## Do this
Copy every line of the records below word for word, without changing anything.

## Stored data
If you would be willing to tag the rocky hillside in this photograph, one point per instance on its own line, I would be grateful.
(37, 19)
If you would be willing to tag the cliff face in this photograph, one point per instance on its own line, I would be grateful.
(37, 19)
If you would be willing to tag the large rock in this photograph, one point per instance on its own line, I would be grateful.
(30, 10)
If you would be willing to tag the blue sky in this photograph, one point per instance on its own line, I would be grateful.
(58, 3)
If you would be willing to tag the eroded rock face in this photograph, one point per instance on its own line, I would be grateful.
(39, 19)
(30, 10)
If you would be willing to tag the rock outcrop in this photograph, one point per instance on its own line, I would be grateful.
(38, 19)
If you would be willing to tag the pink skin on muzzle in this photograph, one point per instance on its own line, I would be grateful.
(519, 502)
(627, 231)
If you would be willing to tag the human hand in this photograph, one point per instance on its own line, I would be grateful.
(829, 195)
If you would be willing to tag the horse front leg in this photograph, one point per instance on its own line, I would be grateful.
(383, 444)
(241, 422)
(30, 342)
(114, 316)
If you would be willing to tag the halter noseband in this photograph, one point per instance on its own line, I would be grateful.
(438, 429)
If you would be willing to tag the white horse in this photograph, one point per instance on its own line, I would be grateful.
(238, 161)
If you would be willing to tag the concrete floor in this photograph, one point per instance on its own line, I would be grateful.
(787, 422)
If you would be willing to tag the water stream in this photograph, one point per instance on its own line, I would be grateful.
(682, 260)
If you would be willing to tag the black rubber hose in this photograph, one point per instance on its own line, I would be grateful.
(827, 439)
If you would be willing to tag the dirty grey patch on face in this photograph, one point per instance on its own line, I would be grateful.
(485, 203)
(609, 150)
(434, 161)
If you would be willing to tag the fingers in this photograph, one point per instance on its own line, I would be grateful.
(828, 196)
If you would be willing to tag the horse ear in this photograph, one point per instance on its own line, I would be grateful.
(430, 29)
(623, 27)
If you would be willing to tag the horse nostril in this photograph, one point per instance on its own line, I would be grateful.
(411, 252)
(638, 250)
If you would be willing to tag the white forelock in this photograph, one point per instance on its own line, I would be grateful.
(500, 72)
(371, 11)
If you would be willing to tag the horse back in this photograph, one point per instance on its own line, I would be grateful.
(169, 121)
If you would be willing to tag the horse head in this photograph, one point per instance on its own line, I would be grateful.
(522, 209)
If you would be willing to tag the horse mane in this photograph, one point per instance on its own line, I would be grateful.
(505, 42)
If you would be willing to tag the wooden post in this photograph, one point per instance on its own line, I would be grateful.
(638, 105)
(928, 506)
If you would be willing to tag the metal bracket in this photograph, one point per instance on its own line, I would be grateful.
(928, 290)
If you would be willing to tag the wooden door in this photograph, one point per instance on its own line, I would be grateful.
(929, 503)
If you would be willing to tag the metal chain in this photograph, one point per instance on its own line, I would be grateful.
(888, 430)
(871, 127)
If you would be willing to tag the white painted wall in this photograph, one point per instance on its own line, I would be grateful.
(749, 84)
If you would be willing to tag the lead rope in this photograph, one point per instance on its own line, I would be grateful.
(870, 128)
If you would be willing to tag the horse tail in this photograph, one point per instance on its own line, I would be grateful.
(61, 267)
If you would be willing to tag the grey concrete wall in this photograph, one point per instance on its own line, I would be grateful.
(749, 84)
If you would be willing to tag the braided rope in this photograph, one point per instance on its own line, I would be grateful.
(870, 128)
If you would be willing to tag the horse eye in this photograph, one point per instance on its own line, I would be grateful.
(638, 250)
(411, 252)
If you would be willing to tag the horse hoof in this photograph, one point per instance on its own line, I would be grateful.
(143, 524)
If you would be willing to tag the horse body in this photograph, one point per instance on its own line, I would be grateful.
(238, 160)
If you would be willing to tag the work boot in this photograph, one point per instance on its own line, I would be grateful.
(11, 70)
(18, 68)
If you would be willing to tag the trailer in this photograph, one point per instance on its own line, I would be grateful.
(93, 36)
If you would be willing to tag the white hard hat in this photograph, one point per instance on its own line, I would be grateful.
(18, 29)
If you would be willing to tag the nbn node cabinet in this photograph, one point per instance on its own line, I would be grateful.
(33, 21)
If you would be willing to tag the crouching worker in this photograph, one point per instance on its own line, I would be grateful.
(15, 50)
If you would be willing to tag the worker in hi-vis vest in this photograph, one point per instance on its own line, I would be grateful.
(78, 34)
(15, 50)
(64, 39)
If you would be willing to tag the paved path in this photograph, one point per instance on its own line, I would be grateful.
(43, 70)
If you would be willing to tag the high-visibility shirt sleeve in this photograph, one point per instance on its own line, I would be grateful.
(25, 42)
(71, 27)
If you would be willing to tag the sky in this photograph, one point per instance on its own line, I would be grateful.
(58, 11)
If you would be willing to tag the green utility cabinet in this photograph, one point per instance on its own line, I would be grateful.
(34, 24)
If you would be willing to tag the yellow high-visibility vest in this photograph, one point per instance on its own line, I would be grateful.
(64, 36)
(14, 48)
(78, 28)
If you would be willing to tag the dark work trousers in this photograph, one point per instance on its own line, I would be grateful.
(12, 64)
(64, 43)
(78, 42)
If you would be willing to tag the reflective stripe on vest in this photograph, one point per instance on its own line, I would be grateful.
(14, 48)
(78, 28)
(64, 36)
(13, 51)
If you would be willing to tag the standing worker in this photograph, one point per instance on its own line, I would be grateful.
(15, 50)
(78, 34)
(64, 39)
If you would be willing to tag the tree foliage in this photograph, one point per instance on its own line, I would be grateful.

## Result below
If you would be willing to tag the rocky hillside in this photograph, one point per instance on its own line, I would be grateful.
(37, 19)
If you would be willing to tag the cliff face in this photograph, one point per instance on its own line, I would be grateful.
(37, 19)
If you would be willing to tag the large rock in this photograph, one point per instance on its own line, I would be grateful.
(30, 10)
If you would be willing to tag the blue sky in this photograph, one point per instance on its own line, I would be grateful.
(58, 3)
If you would be willing to tag the eroded rock face in this photograph, one point per instance on its own line, I would be grateful.
(39, 19)
(30, 10)
If you would be willing to tag the rock outcrop in this photograph, one point per instance on its own line, I would be grateful.
(38, 19)
If you would be willing to tag the pink skin on muzzle in this photograph, one point per instance on its own line, I would be grateful.
(519, 502)
(627, 231)
If you would be willing to tag the human hand in this photograph, one point per instance on its own line, I would be grateful.
(829, 195)
If you would be willing to tag the horse front leg in this photograph, one point per instance on its own line, I would be grateful.
(383, 444)
(241, 422)
(30, 342)
(114, 316)
If you would be willing to tag the halter noseband in this photograph, one point per instance on its own line, I would be grateful.
(438, 429)
If you would be willing to tag the white horse in this photograph, one point per instance on its own line, I would be grateful.
(238, 161)
If you would be willing to tag the concrete floor in this photograph, one point per instance on its own line, I would be grateful.
(787, 422)
If you would be willing to tag the water stream in this photograph, one point per instance on its own line, I would be grateful.
(682, 260)
If you would be willing to tag the black rubber hose in this photograph, one point per instance on its own line, I would be grateful.
(827, 439)
If you would be willing to tag the dirty grey patch on face in this photograph, one point per instance on its own line, I would be grateful.
(485, 203)
(609, 150)
(434, 161)
If you would be willing to tag the fingers in this photograph, one point per instance on its own line, I would be grateful.
(828, 196)
If you would be willing to tag the horse ear in this photograph, one point per instance on its own line, I would be grateful.
(430, 29)
(623, 27)
If you would be willing to tag the horse nostril in this photograph, one point per instance on its own line, I would be grateful.
(411, 252)
(638, 250)
If you would be willing to tag the white forelock in this photograph, one point per instance on its own line, I would be grateful.
(500, 72)
(371, 11)
If you would be willing to tag the horse back in this photograph, one point per instance on its own line, I would be grateful.
(169, 121)
If you would be willing to tag the horse head in this photograph, one point per instance on its own line, I would be grateful.
(522, 209)
If you would be willing to tag the horse mane in this photograph, one point per instance on its own line, I would be grateful.
(505, 42)
If you would be willing to tag the wooden post in this photograph, one point per instance on its own line, I would be grateful.
(638, 105)
(928, 506)
If you would be willing to tag the metal bracket in this photograph, one point per instance on its own line, I would be grateful.
(928, 290)
If you would be willing to tag the wooden door in this photograph, one point per instance on its own line, I would be grateful.
(929, 503)
If you would be willing to tag the metal chain in this photograph, one point per instance on its own line, I would be grateful.
(888, 430)
(871, 127)
If you would be willing to tag the white painted wall in this photograph, one point per instance on its own line, I would be grateful.
(749, 84)
If you would be willing to tag the lead rope in this photograph, one point per instance on its own line, I would be grateful.
(870, 128)
If you would be willing to tag the horse tail in this photograph, one point per instance on its own line, I would be grateful.
(61, 267)
If you would be willing to tag the grey concrete wall in this photograph, one point per instance on its own line, I would be grateful.
(749, 84)
If you would be willing to tag the braided rope in this photograph, one point per instance on its own line, I would be grateful.
(870, 128)
If you would be willing to tag the horse eye in this photograph, one point per instance on its own line, I would be grateful.
(638, 250)
(411, 252)
If you would be willing to tag the horse hoof in this photograph, one point per instance on its own line, I would be grateful.
(143, 524)
If you would be willing to tag the horse body in this photograph, one point per instance on its own line, I would be grateful.
(238, 160)
If you would be willing to tag the work boot in this photograph, one point per instance on its own line, I would be grateful.
(11, 70)
(18, 68)
If you would be willing to tag the trailer in this photograph, one point per instance on its own line, I would be grateful.
(93, 36)
If you would be willing to tag the white hard hat in this photograph, one point per instance on its own line, I would be grateful.
(18, 29)
If you would be willing to tag the nbn node cabinet in this photograph, one point per instance on its own line, I would be grateful.
(33, 21)
If you would be willing to tag the crouching worker in this photograph, one point per instance on its own line, I would be grateful.
(15, 50)
If you would be willing to tag the worker in hi-vis vest in this photograph, one point per instance on its own line, I would be grateful.
(78, 34)
(15, 50)
(64, 39)
If you would be willing to tag the paved path in this photograph, one point per instance on its own line, I would be grateful.
(43, 70)
If you would be willing to tag the high-visibility shirt sleeve in this photograph, one point per instance on its own line, I would be grateful.
(25, 42)
(71, 27)
If you would be willing to tag the sky in this photograph, one point per instance on its own line, I would be grateful.
(58, 11)
If you would be willing to tag the green utility cabinet in this photograph, one point per instance on its own line, I would be grateful.
(34, 24)
If you would be willing to tag the yellow high-visibility vest in this photograph, one point per instance on its own line, I would be grateful.
(64, 36)
(14, 48)
(78, 28)
If you would be willing to tag the dark work trousers in this photograph, one point per instance on its own line, I would be grateful.
(12, 64)
(64, 43)
(78, 42)
If you would be willing to tag the reflective stripe on vest in this photograph, one point per instance on its own line, I would be grateful.
(14, 48)
(78, 28)
(64, 36)
(13, 51)
If you would be willing to tag the standing worker in this photograph, one point per instance on its own line, I would be grateful.
(15, 50)
(78, 34)
(64, 39)
If you would be willing to tag the tree foliage in this photograph, one point per instance on its own line, I would be grateful.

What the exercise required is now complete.